◆ WHAT THIS TASK INVOLVES ◆
Exactly as given, write out all the entries again.
Top of DATA TO EXAMINE
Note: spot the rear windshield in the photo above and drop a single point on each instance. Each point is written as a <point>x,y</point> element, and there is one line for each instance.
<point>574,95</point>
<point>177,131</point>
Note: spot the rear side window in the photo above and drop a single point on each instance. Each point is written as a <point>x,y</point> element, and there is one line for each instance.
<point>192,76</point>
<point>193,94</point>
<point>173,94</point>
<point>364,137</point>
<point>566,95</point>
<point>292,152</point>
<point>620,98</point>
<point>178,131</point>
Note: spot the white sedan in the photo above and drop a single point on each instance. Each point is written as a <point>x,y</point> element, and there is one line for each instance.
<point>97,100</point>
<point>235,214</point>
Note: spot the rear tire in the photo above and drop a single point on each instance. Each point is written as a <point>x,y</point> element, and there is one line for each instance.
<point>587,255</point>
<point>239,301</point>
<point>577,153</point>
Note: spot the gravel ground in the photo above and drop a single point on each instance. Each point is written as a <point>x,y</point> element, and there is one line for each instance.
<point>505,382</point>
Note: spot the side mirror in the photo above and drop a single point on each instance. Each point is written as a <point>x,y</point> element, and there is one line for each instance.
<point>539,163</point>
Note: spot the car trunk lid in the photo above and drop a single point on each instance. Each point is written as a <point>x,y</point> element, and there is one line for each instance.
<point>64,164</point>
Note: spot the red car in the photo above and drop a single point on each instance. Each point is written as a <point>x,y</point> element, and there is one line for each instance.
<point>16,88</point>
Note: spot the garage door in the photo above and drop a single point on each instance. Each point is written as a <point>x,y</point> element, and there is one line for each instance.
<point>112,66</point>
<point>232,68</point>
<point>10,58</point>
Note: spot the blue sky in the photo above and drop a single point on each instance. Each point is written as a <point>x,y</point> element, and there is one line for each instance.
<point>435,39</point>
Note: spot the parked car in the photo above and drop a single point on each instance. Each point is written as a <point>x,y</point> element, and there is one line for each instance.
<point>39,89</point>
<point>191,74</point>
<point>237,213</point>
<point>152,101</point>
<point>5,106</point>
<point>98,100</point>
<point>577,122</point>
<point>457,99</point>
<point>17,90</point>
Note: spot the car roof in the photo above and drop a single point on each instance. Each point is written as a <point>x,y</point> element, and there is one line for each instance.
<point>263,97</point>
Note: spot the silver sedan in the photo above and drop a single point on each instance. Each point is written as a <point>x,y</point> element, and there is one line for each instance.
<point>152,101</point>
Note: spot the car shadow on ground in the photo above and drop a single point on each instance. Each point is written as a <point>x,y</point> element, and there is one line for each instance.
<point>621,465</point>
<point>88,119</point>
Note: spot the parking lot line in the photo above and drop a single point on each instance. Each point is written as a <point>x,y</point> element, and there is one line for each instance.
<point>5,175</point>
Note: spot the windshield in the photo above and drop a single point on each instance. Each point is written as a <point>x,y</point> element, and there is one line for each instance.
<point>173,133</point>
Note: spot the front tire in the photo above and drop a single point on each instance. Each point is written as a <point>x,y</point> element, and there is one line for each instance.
Bottom of DATA TO EXAMINE
◆ YOUR RESPONSE ◆
Note: spot the rear windshield in the photo above and drop a single point on each instance. Each point is written as a <point>x,y</point> element, and there is one line for each instance.
<point>574,95</point>
<point>177,131</point>
Note: spot the rear side window in the photo above and drop a single point on each instance. Each point is written as a <point>x,y</point> element, and there is one line for each instance.
<point>192,76</point>
<point>193,94</point>
<point>173,94</point>
<point>364,137</point>
<point>566,95</point>
<point>292,152</point>
<point>620,98</point>
<point>178,131</point>
Note: spot the white sedan in the photo above and drop a single point on each instance. Each point is written as a <point>x,y</point> element, and there is one line for each instance.
<point>97,100</point>
<point>235,214</point>
Note: spot the rear tire in the photo above and drop a single point on each instance. Each point is written as a <point>x,y</point> element, and there is one line for each instance.
<point>587,255</point>
<point>239,301</point>
<point>577,153</point>
Note: spot the gravel ground in the photo above and drop a single point on each instance. Each point is written as a <point>x,y</point> element, and there is one line for each instance.
<point>505,382</point>
Note: spot the side mirror in the photo above and drop a single point on each instance. Each point is written as a <point>x,y</point> element, and there is one line for each instance.
<point>539,163</point>
Note: spot the car trunk lid in the photo above and drop a single point on each instance. Each point is written as a <point>x,y</point> element, and there is one line for each instance.
<point>64,164</point>
Note: spot the red car in the photo above and drop a single point on each instance. Each point is written as a <point>x,y</point> element, and there is one line for each instance.
<point>16,88</point>
Note: spot the garage door in the photo above and drop a single point on each instance. Each point is written as a <point>x,y</point> element, and there is one line for each instance.
<point>112,66</point>
<point>232,68</point>
<point>10,58</point>
Note: spot the blue sky in the photo above and drop a single point on each instance. Each point is written as a <point>x,y</point> element, and there is one line for each instance.
<point>435,39</point>
Note: spot the parked car in the photo above and drop a single point on each instance. Each point is written as a <point>x,y</point> element, and there is one line for each instance.
<point>39,89</point>
<point>191,74</point>
<point>237,213</point>
<point>152,101</point>
<point>5,106</point>
<point>98,100</point>
<point>577,122</point>
<point>457,99</point>
<point>17,90</point>
Note: spot the car roof in the photo above and drop a single point on each instance. Each point is written as a <point>x,y</point> element, and there is one line for each instance.
<point>263,97</point>
Note: spot the silver sedan in the photo above and drop a single point on each instance. Each point is written as a <point>x,y</point> element, and there is one line for each instance.
<point>152,101</point>
Note: spot the car shadow on ground in the photo above and drop a single point on each instance. Each point is written as a <point>x,y</point> element, and there is one line for each instance.
<point>621,465</point>
<point>88,119</point>
Note: spot the parking lot line in the photo above and drop a single point on each instance. Each point is written as a <point>x,y</point> element, and there is one line for each instance.
<point>5,175</point>
Note: spot the windshield in the photo above and drop a single point on each instance. Each point is written as a <point>x,y</point> element, and there is one line for each instance.
<point>173,133</point>
Note: spot the front tire in the photo above and drop a single point on each instance. Each point is written as a <point>x,y</point> element, and there is one line for each instance.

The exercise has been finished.